#### Source records
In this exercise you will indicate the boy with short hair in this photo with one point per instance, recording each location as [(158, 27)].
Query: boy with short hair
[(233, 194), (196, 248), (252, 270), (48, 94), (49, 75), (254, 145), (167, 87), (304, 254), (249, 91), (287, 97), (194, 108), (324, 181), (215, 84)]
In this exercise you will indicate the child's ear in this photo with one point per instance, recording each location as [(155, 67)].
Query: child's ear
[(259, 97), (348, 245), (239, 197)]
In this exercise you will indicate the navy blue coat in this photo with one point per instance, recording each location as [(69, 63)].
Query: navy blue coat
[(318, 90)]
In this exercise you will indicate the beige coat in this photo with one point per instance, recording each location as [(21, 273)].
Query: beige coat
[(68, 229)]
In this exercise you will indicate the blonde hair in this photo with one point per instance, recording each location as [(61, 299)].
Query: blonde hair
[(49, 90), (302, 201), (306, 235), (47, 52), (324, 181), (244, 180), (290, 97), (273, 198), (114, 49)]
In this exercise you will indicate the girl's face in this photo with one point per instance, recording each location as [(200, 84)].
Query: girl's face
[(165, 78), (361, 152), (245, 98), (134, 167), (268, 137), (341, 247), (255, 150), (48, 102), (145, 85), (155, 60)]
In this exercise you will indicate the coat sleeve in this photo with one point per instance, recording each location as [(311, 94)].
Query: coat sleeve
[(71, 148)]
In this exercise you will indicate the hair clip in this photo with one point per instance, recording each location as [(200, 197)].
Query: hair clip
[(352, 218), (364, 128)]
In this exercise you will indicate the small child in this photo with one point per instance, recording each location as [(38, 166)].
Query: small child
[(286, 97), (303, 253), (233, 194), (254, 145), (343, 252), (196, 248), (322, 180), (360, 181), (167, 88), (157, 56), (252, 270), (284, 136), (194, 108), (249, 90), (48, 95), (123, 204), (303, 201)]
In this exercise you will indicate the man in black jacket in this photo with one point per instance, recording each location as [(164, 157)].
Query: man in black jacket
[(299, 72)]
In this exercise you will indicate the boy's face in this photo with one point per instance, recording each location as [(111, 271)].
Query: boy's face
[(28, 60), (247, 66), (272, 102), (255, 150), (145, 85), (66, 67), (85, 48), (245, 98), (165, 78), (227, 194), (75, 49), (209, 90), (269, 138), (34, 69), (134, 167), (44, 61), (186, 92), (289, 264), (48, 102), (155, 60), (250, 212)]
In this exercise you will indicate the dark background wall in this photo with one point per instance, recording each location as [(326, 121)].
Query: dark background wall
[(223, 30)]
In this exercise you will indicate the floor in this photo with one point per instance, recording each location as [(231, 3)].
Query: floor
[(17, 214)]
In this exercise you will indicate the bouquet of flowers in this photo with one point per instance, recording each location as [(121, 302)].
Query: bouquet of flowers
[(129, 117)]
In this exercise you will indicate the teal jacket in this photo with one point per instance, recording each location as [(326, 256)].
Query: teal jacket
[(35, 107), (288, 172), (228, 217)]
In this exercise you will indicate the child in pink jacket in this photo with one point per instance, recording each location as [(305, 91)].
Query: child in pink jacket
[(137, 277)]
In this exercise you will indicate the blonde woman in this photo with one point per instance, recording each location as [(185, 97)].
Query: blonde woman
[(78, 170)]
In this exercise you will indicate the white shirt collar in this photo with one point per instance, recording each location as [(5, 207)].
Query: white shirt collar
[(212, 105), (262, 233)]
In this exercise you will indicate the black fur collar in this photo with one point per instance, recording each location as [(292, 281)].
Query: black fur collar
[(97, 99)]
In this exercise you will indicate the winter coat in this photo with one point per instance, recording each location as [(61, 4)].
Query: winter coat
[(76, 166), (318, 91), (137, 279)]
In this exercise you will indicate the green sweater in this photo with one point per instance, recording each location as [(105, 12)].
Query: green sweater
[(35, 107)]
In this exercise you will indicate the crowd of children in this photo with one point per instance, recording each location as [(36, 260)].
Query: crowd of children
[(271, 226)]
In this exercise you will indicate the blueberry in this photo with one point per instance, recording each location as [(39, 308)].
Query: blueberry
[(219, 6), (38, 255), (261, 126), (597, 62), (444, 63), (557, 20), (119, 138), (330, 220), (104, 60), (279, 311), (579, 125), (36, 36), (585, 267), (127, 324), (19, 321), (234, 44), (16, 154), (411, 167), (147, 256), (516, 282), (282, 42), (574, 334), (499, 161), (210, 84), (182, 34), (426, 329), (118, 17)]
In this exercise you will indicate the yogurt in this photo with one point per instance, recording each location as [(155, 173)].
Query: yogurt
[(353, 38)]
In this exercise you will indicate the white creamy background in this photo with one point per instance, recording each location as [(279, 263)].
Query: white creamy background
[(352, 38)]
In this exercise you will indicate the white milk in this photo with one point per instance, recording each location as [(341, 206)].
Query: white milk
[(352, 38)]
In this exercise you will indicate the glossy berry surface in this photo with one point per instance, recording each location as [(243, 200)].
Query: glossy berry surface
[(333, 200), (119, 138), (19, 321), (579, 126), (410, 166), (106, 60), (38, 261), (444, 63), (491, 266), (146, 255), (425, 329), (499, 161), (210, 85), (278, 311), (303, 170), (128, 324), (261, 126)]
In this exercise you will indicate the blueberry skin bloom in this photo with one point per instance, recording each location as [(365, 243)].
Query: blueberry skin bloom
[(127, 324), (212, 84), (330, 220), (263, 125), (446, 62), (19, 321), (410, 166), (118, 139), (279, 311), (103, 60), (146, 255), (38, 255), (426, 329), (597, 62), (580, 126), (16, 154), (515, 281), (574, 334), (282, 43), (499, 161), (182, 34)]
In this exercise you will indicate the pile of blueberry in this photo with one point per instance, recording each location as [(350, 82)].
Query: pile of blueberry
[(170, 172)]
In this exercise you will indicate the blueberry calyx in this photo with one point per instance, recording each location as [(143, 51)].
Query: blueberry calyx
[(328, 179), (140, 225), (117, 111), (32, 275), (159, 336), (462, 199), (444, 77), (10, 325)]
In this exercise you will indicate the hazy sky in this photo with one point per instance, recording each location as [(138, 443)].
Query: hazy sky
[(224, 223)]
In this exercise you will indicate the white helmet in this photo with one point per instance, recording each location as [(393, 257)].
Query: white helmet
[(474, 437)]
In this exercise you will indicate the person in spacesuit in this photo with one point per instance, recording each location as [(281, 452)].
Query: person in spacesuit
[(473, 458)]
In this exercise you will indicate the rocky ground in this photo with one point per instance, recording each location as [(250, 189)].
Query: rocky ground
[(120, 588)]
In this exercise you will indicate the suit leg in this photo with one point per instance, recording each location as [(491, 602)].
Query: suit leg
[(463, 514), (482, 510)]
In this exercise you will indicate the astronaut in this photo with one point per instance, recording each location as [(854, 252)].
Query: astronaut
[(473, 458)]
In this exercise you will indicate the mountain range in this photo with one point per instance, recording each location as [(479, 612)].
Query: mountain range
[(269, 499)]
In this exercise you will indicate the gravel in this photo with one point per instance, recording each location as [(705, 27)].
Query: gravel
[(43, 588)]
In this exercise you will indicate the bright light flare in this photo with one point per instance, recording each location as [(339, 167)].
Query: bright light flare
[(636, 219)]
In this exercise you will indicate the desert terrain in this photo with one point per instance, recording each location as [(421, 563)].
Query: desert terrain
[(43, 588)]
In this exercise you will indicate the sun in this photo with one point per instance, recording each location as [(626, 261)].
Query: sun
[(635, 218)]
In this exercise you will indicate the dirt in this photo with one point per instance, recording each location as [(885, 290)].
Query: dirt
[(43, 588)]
########
→ Problem requirements
Retype the entries in full. Keep every line identical.

→ Completed task
In this exercise you will indicate the boy with short hair in this photo with one point per instance, recording each location as [(158, 27)].
Query: boy with short hair
[(233, 194), (196, 248), (252, 270), (48, 94), (49, 75), (254, 145), (167, 87), (304, 254), (249, 91), (287, 97), (194, 108), (324, 181), (215, 84)]
In this exercise you will indicate the child's ear in this photo with one point per instance, recording each location as [(155, 67)].
Query: child's ear
[(259, 97), (348, 245), (239, 197)]
In this exercise you will indicate the navy blue coat in this photo with one point per instance, recording each location as [(69, 63)].
Query: navy blue coat
[(318, 90)]
In this exercise you will indicate the beige coat in this photo with one point per instance, recording each location as [(21, 273)].
Query: beige coat
[(68, 229)]
In this exercise you will indicate the blonde hair in this photo with one point per instance, recording each location as [(61, 299)].
Query: blonde hair
[(49, 90), (302, 201), (306, 235), (47, 52), (324, 181), (244, 180), (290, 97), (273, 198), (114, 49)]
In this exercise you will indicate the girl's face in this photo with one point per instance, recording each location as [(200, 84)].
Query: girl's face
[(165, 78), (361, 152), (245, 98), (134, 167), (268, 137), (341, 247), (255, 150), (48, 102), (145, 85), (155, 60)]
In this exercise you will indicate the coat sleeve in this photo with one point per instance, recording each location as [(311, 94)].
Query: coat sleeve
[(71, 148)]
In this exercise you will indicate the hair clip in this photo with one point per instance, recording each location as [(200, 197)].
Query: hair clip
[(352, 218), (364, 128)]
In this exercise you will indicate the small child in this photo with one point per instance, recording each location as [(38, 166)].
Query: small child
[(286, 97), (303, 253), (233, 194), (254, 145), (343, 252), (196, 248), (322, 180), (360, 181), (167, 88), (157, 56), (252, 270), (284, 136), (194, 108), (249, 90), (48, 95), (123, 204), (303, 201)]
In this exercise you will indicate the man in black jacket in this photo with one point per instance, recording each location as [(164, 157)].
Query: man in black jacket
[(299, 72)]
In this exercise you will indicate the boy's face in this photo with one point per instance, recording each location as [(111, 271)].
Query: boy's face
[(28, 60), (247, 66), (272, 102), (255, 150), (145, 85), (66, 67), (85, 48), (245, 98), (165, 78), (227, 194), (75, 49), (209, 90), (269, 138), (34, 69), (134, 167), (44, 61), (186, 92), (289, 264), (48, 102), (155, 60), (250, 212)]
In this exercise you will indicate the dark background wall in this photo with one point per instance, recording each location as [(326, 121)].
Query: dark background wall
[(223, 30)]
In this exercise you will indicate the floor in this photo with one point per instance, recording each location as [(231, 3)].
Query: floor
[(17, 214)]
In this exercise you will indicate the bouquet of flowers in this photo with one point per instance, recording each location as [(121, 302)].
Query: bouquet of flowers
[(129, 117)]
In this exercise you will indicate the teal jacket in this photo with one point per instance, recording each location as [(326, 256)].
Query: teal jacket
[(35, 107), (288, 172), (228, 217)]
In this exercise you will indicate the child in pink jacket in this photo with one point per instance, recording each location as [(305, 91)].
Query: child in pink jacket
[(137, 277)]
In this exercise you will indicate the blonde woman in this photo with one point per instance, recording each location as [(185, 97)].
Query: blonde woman
[(78, 170)]
In this exercise you will indicate the white shirt collar in this photo with one point per instance, recording each location as [(5, 207)].
Query: white shirt collar
[(212, 105), (262, 233)]
In this exercise you will indicate the black fur collar in this photo with one point per instance, recording each location as [(292, 281)].
Query: black fur collar
[(97, 99)]
In this exercise you will indicate the winter coat in this photo with one point per instance, recording each location as [(61, 4)].
Query: winter coat
[(76, 166), (318, 91), (137, 279)]
In this exercise you will indicate the green sweater in this photo with one point per instance, recording each location as [(105, 12)].
Query: green sweater
[(35, 107)]
In this exercise you will indicate the crowd of children in this photo with one point per instance, recording each location as [(36, 260)].
Query: crowd of children
[(271, 226)]
In this exercise you will indicate the blueberry in this photo with one point per instance, recording each location as [(39, 308)].
Query: blueberry
[(219, 6), (38, 255), (261, 126), (597, 62), (444, 63), (557, 20), (119, 138), (330, 220), (104, 60), (279, 311), (579, 125), (36, 36), (585, 267), (127, 324), (19, 321), (234, 44), (16, 154), (411, 167), (147, 256), (516, 282), (282, 42), (574, 334), (499, 161), (210, 84), (182, 34), (426, 329), (118, 17)]
In this exercise you will indicate the yogurt in this photo with one point per instance, recording each location as [(155, 173)].
Query: yogurt
[(353, 38)]
In this exercise you will indicate the white creamy background in this photo with one point per instance, recording each location as [(279, 263)].
Query: white creamy background
[(352, 38)]
In this exercise you will indicate the white milk in this photo with one point per instance, recording each location as [(341, 206)].
Query: white milk
[(352, 38)]
In this exercise you will indicate the glossy berry surface in this photo with one point per instance, recording each location as [(243, 200)].
Query: glossy berry surface
[(333, 200), (119, 138), (19, 321), (579, 126), (410, 166), (106, 60), (38, 261), (444, 63), (491, 266), (146, 255), (425, 329), (499, 161), (210, 85), (278, 311), (303, 170), (128, 324), (261, 126)]
In this exercise you will indicate the blueberry skin bloom in this photo with one point per instance, recording each location as [(365, 243)].
Query: blueberry skin bloom
[(127, 324), (212, 84), (330, 220), (263, 125), (446, 62), (19, 321), (410, 166), (118, 139), (279, 311), (103, 60), (146, 255), (38, 255), (426, 329), (597, 62), (580, 126), (16, 154), (515, 281), (574, 334), (282, 43), (499, 161), (182, 34)]
In this exercise you will indicate the pile of blueberry in this photo with one point per instance, recording each location as [(350, 82)].
Query: pile of blueberry
[(170, 172)]
In this exercise you will indicate the blueberry calyx in this photo with one point per instance, recording each location as [(143, 51)].
Query: blueberry calyx
[(328, 179), (140, 225), (117, 111), (32, 275), (159, 336), (462, 199), (444, 77), (10, 325)]
In this exercise you will indicate the hazy sky in this photo with one point per instance, recording each location as [(138, 443)].
Query: hazy sky
[(224, 223)]
In this exercise you will indicate the white helmet in this photo with one point per instance, recording each location as [(393, 257)].
Query: white helmet
[(474, 437)]
In this exercise you will indicate the person in spacesuit in this photo with one point per instance, recording each location as [(281, 452)].
Query: person in spacesuit
[(473, 458)]
In this exercise you will indicate the rocky ground in this photo with one point per instance, recording each location as [(250, 189)].
Query: rocky ground
[(120, 588)]
In this exercise you will indicate the suit leg in this photo with one point per instance, recording each location as [(491, 602)].
Query: suit leg
[(463, 514), (482, 510)]
In this exercise you will indicate the astronaut in this photo with one point per instance, recording each location as [(854, 252)].
Query: astronaut
[(473, 458)]
In this exercise you will indicate the mountain range in this photo with one point per instance, recording each location as [(479, 612)].
Query: mountain range
[(269, 499)]
In this exercise you will indicate the gravel in this photo with one point per instance, recording each location as [(705, 27)].
Query: gravel
[(43, 588)]
In this exercise you will indicate the bright light flare in this photo with one point per instance, recording each location as [(339, 167)].
Query: bright light flare
[(636, 219)]
In this exercise you will indicate the desert terrain in this photo with one point per instance, recording each location as [(421, 563)].
Query: desert terrain
[(43, 588)]
In this exercise you will indicate the sun in this photo with one point per instance, recording each location as [(626, 261)].
Query: sun
[(635, 218)]
In this exercise you will indicate the dirt in this photo with one point per instance, recording each location as [(885, 290)].
Query: dirt
[(43, 588)]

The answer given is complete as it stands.